*** Opening of DATA EXTRACT ***
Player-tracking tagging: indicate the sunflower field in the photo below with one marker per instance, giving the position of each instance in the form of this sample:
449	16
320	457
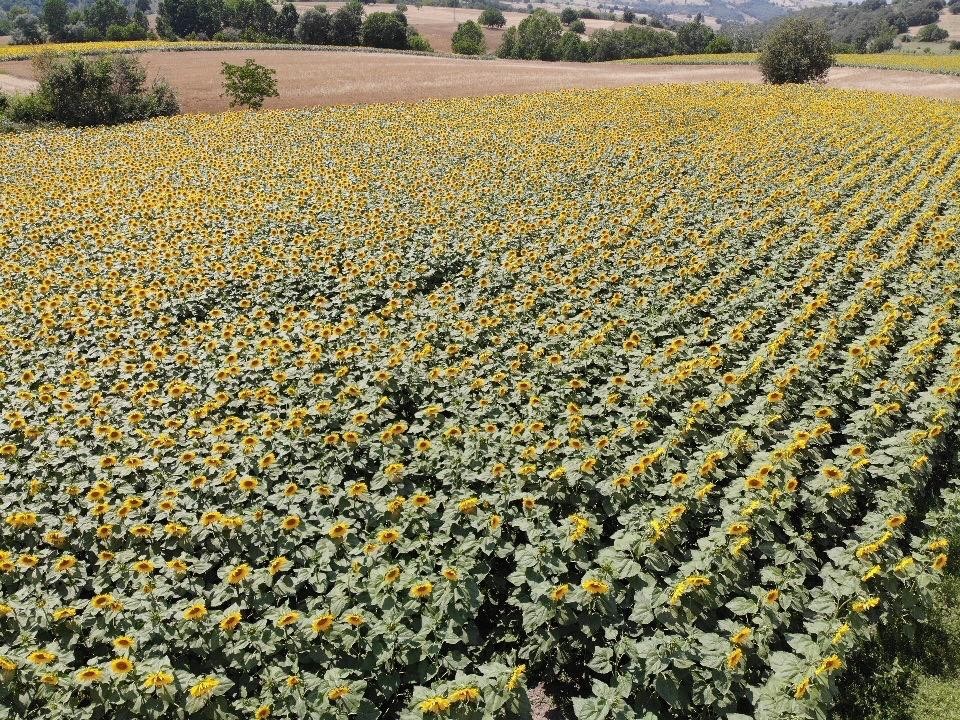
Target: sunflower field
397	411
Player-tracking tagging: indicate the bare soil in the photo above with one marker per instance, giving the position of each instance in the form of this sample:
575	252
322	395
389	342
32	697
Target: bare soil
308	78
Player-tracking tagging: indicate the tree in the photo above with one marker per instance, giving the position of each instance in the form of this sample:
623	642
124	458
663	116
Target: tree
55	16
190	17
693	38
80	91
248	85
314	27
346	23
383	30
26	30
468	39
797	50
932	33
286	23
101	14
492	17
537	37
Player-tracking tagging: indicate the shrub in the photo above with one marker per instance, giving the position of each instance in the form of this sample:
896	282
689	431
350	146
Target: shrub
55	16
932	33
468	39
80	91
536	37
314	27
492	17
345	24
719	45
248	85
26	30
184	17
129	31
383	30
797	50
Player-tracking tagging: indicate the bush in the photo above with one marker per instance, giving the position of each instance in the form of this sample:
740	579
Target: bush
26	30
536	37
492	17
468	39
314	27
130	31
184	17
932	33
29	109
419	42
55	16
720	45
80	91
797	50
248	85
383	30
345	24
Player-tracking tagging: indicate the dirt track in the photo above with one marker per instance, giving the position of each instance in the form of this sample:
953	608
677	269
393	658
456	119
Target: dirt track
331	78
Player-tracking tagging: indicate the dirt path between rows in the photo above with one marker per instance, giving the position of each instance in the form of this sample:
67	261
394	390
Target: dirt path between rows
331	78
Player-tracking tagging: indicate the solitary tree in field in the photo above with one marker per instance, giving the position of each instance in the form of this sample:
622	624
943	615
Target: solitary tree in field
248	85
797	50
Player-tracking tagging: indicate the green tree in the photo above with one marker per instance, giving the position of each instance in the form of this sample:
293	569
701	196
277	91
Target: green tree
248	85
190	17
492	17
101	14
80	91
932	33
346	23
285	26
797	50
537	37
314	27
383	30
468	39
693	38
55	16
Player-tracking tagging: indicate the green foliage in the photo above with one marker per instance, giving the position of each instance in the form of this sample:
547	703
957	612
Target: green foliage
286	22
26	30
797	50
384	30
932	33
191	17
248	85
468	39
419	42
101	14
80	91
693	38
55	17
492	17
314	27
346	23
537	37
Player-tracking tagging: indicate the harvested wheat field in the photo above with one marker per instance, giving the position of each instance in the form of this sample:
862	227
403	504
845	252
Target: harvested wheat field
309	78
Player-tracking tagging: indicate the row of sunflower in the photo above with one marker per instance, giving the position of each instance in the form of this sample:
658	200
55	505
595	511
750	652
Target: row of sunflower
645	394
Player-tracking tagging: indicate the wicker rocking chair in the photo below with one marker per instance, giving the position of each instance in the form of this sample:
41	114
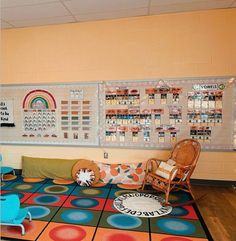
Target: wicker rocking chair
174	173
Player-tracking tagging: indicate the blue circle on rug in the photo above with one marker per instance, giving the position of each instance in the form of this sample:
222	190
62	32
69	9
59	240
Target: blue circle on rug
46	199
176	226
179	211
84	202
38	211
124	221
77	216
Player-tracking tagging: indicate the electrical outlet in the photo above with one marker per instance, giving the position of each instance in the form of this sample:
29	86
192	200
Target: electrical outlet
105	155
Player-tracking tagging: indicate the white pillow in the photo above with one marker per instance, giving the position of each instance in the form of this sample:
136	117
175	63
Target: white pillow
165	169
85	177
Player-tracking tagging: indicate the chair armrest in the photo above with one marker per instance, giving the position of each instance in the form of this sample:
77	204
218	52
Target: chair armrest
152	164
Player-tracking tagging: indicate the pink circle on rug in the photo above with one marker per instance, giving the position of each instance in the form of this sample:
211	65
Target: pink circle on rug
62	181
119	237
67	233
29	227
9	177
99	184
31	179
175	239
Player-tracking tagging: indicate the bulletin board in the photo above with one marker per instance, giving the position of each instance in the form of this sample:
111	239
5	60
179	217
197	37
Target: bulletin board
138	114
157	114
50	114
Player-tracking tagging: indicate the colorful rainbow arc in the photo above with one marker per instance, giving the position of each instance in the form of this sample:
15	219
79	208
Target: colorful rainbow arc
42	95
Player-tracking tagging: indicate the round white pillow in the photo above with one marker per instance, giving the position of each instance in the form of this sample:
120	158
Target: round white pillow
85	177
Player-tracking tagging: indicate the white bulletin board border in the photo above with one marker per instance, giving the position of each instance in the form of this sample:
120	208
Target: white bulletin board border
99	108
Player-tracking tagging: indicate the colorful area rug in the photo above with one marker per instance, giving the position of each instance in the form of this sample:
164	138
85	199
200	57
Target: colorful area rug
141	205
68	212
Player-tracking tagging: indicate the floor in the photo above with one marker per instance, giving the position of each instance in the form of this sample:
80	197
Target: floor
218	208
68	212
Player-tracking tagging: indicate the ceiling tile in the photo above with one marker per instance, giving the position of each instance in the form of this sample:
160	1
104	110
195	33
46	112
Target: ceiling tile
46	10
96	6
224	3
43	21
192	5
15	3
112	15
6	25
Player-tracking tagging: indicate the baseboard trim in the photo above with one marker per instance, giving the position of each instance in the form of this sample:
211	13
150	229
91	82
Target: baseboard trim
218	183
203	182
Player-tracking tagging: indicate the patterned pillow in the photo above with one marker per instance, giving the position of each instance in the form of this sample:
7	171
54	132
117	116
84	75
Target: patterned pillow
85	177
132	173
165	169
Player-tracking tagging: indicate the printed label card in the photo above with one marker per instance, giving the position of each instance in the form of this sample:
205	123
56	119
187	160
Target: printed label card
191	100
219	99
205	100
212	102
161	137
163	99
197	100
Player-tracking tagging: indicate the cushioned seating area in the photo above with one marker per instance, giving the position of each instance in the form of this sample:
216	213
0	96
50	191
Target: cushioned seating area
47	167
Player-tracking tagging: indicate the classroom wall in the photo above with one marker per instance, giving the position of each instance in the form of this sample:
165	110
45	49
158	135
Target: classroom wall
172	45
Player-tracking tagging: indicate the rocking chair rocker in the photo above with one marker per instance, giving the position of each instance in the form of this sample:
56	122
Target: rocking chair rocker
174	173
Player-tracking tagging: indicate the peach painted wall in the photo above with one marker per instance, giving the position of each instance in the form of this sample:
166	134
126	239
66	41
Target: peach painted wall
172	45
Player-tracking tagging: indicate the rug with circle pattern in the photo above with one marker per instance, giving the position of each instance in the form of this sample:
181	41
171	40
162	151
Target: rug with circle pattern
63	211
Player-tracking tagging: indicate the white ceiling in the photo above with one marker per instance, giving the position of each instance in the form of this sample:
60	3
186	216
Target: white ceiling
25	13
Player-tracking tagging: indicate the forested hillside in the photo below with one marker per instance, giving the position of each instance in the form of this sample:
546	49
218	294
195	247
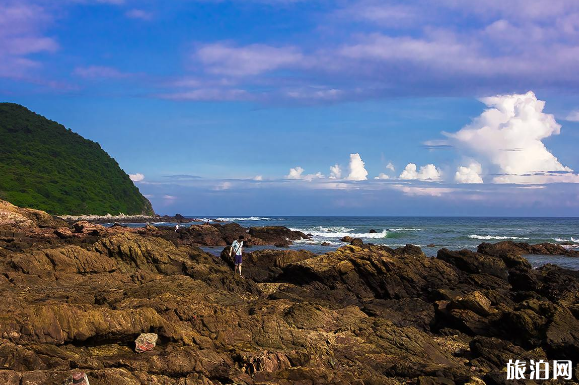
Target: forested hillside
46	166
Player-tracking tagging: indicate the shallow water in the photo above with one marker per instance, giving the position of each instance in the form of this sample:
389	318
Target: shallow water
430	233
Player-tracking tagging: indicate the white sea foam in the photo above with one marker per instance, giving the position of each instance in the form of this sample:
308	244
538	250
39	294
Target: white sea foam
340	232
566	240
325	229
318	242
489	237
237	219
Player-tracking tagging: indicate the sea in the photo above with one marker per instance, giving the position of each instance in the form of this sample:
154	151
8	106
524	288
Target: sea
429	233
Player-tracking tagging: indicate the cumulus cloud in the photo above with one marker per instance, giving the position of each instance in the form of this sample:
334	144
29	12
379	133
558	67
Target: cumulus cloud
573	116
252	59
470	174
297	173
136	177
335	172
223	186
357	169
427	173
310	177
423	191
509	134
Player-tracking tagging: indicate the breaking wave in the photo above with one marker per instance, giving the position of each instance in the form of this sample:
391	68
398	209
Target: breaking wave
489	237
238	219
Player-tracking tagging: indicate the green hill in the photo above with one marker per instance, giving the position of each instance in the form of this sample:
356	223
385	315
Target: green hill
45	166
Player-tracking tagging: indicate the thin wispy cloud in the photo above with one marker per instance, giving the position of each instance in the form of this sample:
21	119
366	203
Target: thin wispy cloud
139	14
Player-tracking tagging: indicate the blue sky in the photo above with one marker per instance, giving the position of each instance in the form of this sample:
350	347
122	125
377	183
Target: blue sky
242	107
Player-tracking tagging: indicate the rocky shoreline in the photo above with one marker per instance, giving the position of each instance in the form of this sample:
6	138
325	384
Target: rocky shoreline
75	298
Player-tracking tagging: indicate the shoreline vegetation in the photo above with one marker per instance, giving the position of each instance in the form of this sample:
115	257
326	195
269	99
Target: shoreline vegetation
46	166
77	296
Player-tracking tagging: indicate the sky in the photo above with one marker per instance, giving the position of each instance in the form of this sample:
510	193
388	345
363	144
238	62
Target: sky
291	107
*** Close of DATA EXTRACT ***
WHAT THE EXERCISE ASKS: Of all the entries above, repeat only the lines from the line that has "Target: blue sky" to the line that has "Player-tracking tagging: indicate the shoreline", both lines included, exactly.

OUTPUT BELOW:
Target: blue sky
242	107
Player-tracking tagging: indicate the rocky shoreline in the photo above with one marker per instance, giving the position of each instance in the form of this sample:
6	138
325	384
Target: rocky shoreline
75	298
Player-tracking tagging: indicate the shoreline vegetation in the photo above with one marker per instance, giving the position of each instance in the form of this sample:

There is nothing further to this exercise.